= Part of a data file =
::::
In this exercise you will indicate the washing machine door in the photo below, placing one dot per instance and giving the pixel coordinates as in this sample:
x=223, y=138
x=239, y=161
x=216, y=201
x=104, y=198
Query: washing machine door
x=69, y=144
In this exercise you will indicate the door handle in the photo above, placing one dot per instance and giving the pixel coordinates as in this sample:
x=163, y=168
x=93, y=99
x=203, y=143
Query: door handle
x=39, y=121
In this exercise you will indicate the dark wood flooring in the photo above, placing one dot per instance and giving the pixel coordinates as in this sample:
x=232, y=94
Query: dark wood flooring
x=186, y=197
::::
= YOUR TASK =
Can you write out the items from the line containing "In this exercise you will indicate the dark" through the end of the items again, switching "dark wood flooring" to "oak flooring" and leaving everything else unchanged?

= SOLUTION TO THIS PROBLEM =
In this exercise you will indicate the oak flooring in the photo above, placing one dot per instance and giving the pixel coordinates as in this sample:
x=232, y=94
Query: oak flooring
x=186, y=197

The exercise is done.